(Rows of labeled points)

__________________________________________________

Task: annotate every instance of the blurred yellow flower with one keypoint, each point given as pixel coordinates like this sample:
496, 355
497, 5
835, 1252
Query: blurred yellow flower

__________________________________________________

▸ REQUEST:
Rewrite each row above with "yellow" replaced by "orange" everywhere and no other changes.

▸ REPLY:
Task: annotate every instance of the blurred orange flower with one keypoint, each point given as pixel coordinates like this sample:
496, 355
497, 5
835, 1252
Query: blurred orange flower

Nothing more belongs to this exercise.